Excerpts from point annotation data:
START
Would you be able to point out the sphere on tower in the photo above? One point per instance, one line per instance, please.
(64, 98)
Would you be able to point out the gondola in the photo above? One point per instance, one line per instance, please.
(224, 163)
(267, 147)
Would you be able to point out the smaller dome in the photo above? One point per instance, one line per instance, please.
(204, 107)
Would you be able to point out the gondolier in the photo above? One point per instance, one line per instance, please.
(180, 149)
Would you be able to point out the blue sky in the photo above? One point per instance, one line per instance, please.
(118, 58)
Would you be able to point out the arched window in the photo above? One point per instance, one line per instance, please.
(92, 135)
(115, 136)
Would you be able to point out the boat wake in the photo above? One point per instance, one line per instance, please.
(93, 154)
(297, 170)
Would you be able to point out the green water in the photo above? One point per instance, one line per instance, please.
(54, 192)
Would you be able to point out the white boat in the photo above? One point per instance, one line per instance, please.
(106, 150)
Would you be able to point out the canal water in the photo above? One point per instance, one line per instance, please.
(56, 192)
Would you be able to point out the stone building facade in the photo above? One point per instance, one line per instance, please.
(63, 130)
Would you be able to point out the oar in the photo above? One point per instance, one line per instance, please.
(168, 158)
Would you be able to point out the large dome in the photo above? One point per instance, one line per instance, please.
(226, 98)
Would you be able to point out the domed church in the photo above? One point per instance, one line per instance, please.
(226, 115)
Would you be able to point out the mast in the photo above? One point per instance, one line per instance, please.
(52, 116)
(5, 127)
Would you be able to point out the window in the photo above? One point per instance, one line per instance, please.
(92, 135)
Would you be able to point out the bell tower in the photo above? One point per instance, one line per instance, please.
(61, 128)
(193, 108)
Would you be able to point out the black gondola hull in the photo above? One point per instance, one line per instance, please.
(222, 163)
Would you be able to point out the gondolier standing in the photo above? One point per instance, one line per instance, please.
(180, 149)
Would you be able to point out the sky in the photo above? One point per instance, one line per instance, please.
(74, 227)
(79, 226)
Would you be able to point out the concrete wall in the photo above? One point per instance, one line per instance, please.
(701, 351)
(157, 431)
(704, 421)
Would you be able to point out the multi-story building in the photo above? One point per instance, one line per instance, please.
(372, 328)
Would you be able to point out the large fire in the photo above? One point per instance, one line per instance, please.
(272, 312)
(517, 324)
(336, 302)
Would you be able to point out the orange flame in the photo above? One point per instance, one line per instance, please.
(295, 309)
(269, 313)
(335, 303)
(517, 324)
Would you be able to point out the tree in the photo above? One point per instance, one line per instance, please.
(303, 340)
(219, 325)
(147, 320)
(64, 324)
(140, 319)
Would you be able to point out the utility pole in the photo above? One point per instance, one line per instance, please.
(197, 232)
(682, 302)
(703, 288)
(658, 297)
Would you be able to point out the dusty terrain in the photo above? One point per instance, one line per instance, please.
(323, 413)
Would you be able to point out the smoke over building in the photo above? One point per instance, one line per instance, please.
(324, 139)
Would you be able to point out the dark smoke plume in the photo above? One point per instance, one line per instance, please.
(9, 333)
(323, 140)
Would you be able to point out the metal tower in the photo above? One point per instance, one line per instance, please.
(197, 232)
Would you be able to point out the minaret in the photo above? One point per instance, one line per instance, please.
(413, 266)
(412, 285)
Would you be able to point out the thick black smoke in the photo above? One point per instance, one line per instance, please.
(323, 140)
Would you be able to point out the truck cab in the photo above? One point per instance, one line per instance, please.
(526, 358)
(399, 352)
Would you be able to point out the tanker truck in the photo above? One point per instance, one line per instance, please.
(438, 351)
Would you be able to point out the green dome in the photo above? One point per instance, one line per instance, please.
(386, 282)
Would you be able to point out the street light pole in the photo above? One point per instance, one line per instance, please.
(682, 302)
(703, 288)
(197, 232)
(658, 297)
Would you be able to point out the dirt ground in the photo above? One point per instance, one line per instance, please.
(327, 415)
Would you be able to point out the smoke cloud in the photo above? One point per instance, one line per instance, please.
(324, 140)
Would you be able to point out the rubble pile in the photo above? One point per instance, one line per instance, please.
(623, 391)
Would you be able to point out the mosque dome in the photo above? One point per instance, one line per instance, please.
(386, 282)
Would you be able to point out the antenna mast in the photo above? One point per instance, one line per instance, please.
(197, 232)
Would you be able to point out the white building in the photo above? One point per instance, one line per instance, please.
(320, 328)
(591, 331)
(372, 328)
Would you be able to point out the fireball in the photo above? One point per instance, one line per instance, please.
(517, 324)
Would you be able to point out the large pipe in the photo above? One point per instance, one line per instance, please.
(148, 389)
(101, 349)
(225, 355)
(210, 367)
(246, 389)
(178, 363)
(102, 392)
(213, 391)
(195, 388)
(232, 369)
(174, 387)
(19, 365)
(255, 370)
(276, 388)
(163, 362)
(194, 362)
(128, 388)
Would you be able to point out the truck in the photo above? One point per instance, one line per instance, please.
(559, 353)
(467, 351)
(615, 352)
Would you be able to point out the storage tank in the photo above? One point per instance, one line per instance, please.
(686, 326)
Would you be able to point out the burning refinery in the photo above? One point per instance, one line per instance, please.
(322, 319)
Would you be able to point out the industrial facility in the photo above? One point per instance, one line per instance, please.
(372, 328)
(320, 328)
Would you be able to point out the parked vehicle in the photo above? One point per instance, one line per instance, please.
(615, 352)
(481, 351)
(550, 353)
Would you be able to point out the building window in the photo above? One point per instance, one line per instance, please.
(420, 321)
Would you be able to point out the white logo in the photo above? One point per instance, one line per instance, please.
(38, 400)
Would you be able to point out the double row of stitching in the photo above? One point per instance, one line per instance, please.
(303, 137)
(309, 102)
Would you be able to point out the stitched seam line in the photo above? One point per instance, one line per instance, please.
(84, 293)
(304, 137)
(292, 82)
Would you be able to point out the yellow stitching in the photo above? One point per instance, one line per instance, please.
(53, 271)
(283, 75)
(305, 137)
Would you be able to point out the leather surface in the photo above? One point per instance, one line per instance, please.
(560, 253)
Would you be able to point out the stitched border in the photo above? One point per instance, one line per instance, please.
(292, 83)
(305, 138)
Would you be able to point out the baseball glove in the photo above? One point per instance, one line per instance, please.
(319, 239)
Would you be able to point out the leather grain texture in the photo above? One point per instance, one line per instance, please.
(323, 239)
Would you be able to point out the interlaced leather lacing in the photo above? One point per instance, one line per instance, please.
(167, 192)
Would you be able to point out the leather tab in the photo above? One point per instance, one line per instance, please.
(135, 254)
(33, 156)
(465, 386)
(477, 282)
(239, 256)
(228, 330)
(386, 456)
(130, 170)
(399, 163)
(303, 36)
END
* **What this task involves**: Rewrite every line of the records above as a Markdown table with two columns, Row and Line, numbering the rows in order and leaving out blank lines.

* **Task solution**:
| Row | Line |
|---|---|
| 1 | Would you be able to point out the sphere on tower in the photo above? One point per instance, one line per instance, please. |
| 2 | (64, 98) |
| 3 | Would you be able to point out the gondola in the photo above? One point per instance, one line per instance, please. |
| 4 | (224, 163) |
| 5 | (267, 147) |
| 6 | Would you be able to point out the smaller dome in the photo above? One point per instance, one line per instance, please. |
| 7 | (204, 107) |
| 8 | Would you be able to point out the gondolier in the photo above? One point per instance, one line per instance, please. |
| 9 | (180, 149) |
| 10 | Would you be able to point out the blue sky in the photo above? One point per instance, one line per instance, please. |
| 11 | (118, 58) |
| 12 | Would you be able to point out the arched window in the photo above? One point per instance, one line per instance, please. |
| 13 | (92, 135) |
| 14 | (115, 136) |
| 15 | Would you be able to point out the boat wake in the photo above? One point per instance, one line per instance, please. |
| 16 | (93, 154) |
| 17 | (297, 170) |
| 18 | Would you be able to point out the green water in the photo above? One point per instance, one line per instance, please. |
| 19 | (54, 192) |
| 20 | Would you be able to point out the white boat in the photo above? One point per instance, one line per instance, please. |
| 21 | (106, 150) |
| 22 | Would you be able to point out the canal water in the photo above? One point per instance, one line per instance, please. |
| 23 | (56, 192) |
| 24 | Would you be able to point out the stone building facade in the photo above? One point per instance, one line per instance, please. |
| 25 | (63, 130) |
| 26 | Would you be able to point out the oar in the photo above? One point per instance, one line per instance, please. |
| 27 | (168, 158) |
| 28 | Would you be able to point out the large dome in the photo above? One point per instance, one line per instance, please. |
| 29 | (226, 98) |
| 30 | Would you be able to point out the domed church in the photo above? One point per instance, one line per instance, please. |
| 31 | (226, 115) |
| 32 | Would you be able to point out the mast in the photo above? One point per instance, one line per instance, please. |
| 33 | (52, 116) |
| 34 | (5, 127) |
| 35 | Would you be able to point out the window in the photo above? One point per instance, one line per instance, please. |
| 36 | (92, 135) |
| 37 | Would you be able to point out the bell tower in the photo above? One point per instance, one line per instance, please. |
| 38 | (61, 128) |
| 39 | (193, 108) |
| 40 | Would you be able to point out the black gondola hull in the photo above? One point per instance, one line per instance, please. |
| 41 | (222, 163) |
| 42 | Would you be able to point out the gondolier standing in the photo above? One point per instance, one line per instance, please. |
| 43 | (180, 149) |
| 44 | Would you be able to point out the sky in the photo above? One point per instance, one line per instance, please. |
| 45 | (74, 227) |
| 46 | (79, 226) |
| 47 | Would you be able to point out the concrete wall in the photo above? One point per instance, one line per instance, please. |
| 48 | (701, 351) |
| 49 | (157, 431) |
| 50 | (704, 421) |
| 51 | Would you be able to point out the multi-story building in the photo above? One point per instance, one line per instance, please. |
| 52 | (372, 328) |
| 53 | Would you be able to point out the large fire in the photo above? One point per instance, one line per instance, please. |
| 54 | (272, 312) |
| 55 | (517, 324) |
| 56 | (336, 302) |
| 57 | Would you be able to point out the orange flame in the photo above? One point per instance, one line per instance, please. |
| 58 | (295, 309) |
| 59 | (269, 313) |
| 60 | (335, 303) |
| 61 | (517, 324) |
| 62 | Would you be able to point out the tree in the photo above? One point per instance, one line per instance, please. |
| 63 | (303, 340) |
| 64 | (219, 325) |
| 65 | (147, 320) |
| 66 | (64, 324) |
| 67 | (140, 319) |
| 68 | Would you be able to point out the utility pole in the photo above? One point per instance, one line per instance, please. |
| 69 | (197, 232) |
| 70 | (682, 302) |
| 71 | (703, 288) |
| 72 | (658, 297) |
| 73 | Would you be able to point out the dusty terrain in the photo above? One point per instance, one line per instance, please. |
| 74 | (323, 413) |
| 75 | Would you be able to point out the smoke over building in the photo above? One point per instance, one line per instance, please. |
| 76 | (324, 139) |
| 77 | Would you be able to point out the dark smoke plume in the photo above? One point per instance, one line per instance, please. |
| 78 | (9, 333) |
| 79 | (323, 140) |
| 80 | Would you be able to point out the metal tower in the photo above? One point per instance, one line per instance, please. |
| 81 | (197, 232) |
| 82 | Would you be able to point out the minaret in the photo above? One point per instance, one line per instance, please. |
| 83 | (413, 266) |
| 84 | (412, 285) |
| 85 | Would you be able to point out the thick black smoke in the photo above? One point per instance, one line per instance, please. |
| 86 | (323, 140) |
| 87 | Would you be able to point out the truck cab in the photo above? One point per instance, one line per instance, please. |
| 88 | (526, 358) |
| 89 | (399, 352) |
| 90 | Would you be able to point out the tanker truck in the photo above? One point per instance, one line per instance, please. |
| 91 | (438, 351) |
| 92 | Would you be able to point out the green dome in the photo above? One point per instance, one line per instance, please. |
| 93 | (386, 282) |
| 94 | Would you be able to point out the street light pole in the photo above? One point per instance, one line per instance, please. |
| 95 | (682, 302) |
| 96 | (703, 288) |
| 97 | (197, 232) |
| 98 | (658, 297) |
| 99 | Would you be able to point out the dirt ground in the photo above? One point per instance, one line per instance, please. |
| 100 | (327, 415) |
| 101 | Would you be able to point out the smoke cloud in the photo above? One point per instance, one line per instance, please. |
| 102 | (324, 140) |
| 103 | Would you be able to point out the rubble pile in the photo above? One point per instance, one line per instance, please. |
| 104 | (623, 391) |
| 105 | Would you be able to point out the mosque dome in the photo above? One point per instance, one line per instance, please. |
| 106 | (386, 282) |
| 107 | Would you be able to point out the antenna mast in the photo above? One point per instance, one line per instance, please. |
| 108 | (197, 232) |
| 109 | Would you be able to point out the white building in the photo above? One point per instance, one line per instance, please. |
| 110 | (320, 328) |
| 111 | (591, 331) |
| 112 | (372, 328) |
| 113 | Would you be able to point out the fireball in the photo above? One point per instance, one line per instance, please. |
| 114 | (517, 324) |
| 115 | Would you be able to point out the large pipe in the photo above? One point per instance, one line per instance, please. |
| 116 | (148, 389) |
| 117 | (101, 349) |
| 118 | (225, 355) |
| 119 | (210, 367) |
| 120 | (246, 389) |
| 121 | (178, 363) |
| 122 | (102, 392) |
| 123 | (213, 391) |
| 124 | (195, 388) |
| 125 | (232, 369) |
| 126 | (174, 387) |
| 127 | (19, 365) |
| 128 | (255, 370) |
| 129 | (276, 388) |
| 130 | (163, 362) |
| 131 | (194, 362) |
| 132 | (128, 388) |
| 133 | Would you be able to point out the truck in the photo above? One point per instance, one line per instance, please. |
| 134 | (559, 353) |
| 135 | (467, 351) |
| 136 | (615, 352) |
| 137 | Would you be able to point out the storage tank in the photo above? One point per instance, one line per instance, please. |
| 138 | (686, 326) |
| 139 | Would you be able to point out the burning refinery in the photo above? One point per instance, one line per instance, please. |
| 140 | (322, 319) |
| 141 | Would you be able to point out the industrial facility in the photo above? One point per instance, one line per instance, please. |
| 142 | (372, 328) |
| 143 | (320, 328) |
| 144 | Would you be able to point out the parked vehicle in the photo above? One point per instance, one line per instance, please. |
| 145 | (615, 352) |
| 146 | (481, 351) |
| 147 | (550, 353) |
| 148 | Would you be able to point out the building window in the photo above? One point per instance, one line per instance, please. |
| 149 | (420, 321) |
| 150 | Would you be able to point out the white logo in the photo above? One point per instance, one line per instance, please. |
| 151 | (38, 400) |
| 152 | Would you be able to point out the double row of stitching in the photo above? One point per instance, one line per instance, please. |
| 153 | (303, 137) |
| 154 | (309, 102) |
| 155 | Would you be able to point out the stitched seam line in the photo above? One point per instance, one line per instance, please. |
| 156 | (84, 293) |
| 157 | (304, 137) |
| 158 | (292, 82) |
| 159 | Would you be able to point out the yellow stitching in the photo above? One point per instance, one line per instance, please. |
| 160 | (53, 271) |
| 161 | (283, 75) |
| 162 | (305, 137) |
| 163 | Would you be able to point out the leather surface in the photo above? One point per instance, one line per instance, please. |
| 164 | (560, 253) |
| 165 | Would you be able to point out the stitched border in the photo above? One point per instance, one line per instance, please. |
| 166 | (292, 83) |
| 167 | (305, 138) |
| 168 | Would you be able to point out the baseball glove in the photo above? One point per instance, one line per instance, please. |
| 169 | (319, 239) |
| 170 | Would you be able to point out the leather grain texture in the photo above? One point per instance, one line per instance, please. |
| 171 | (323, 239) |
| 172 | Would you be able to point out the interlaced leather lacing in the photo above? One point per instance, one line per instance, please. |
| 173 | (167, 192) |
| 174 | Would you be able to point out the leather tab in the photo above? One point per instance, one line per instance, please. |
| 175 | (135, 254) |
| 176 | (33, 156) |
| 177 | (465, 386) |
| 178 | (477, 282) |
| 179 | (239, 256) |
| 180 | (228, 330) |
| 181 | (386, 456) |
| 182 | (130, 170) |
| 183 | (399, 163) |
| 184 | (303, 36) |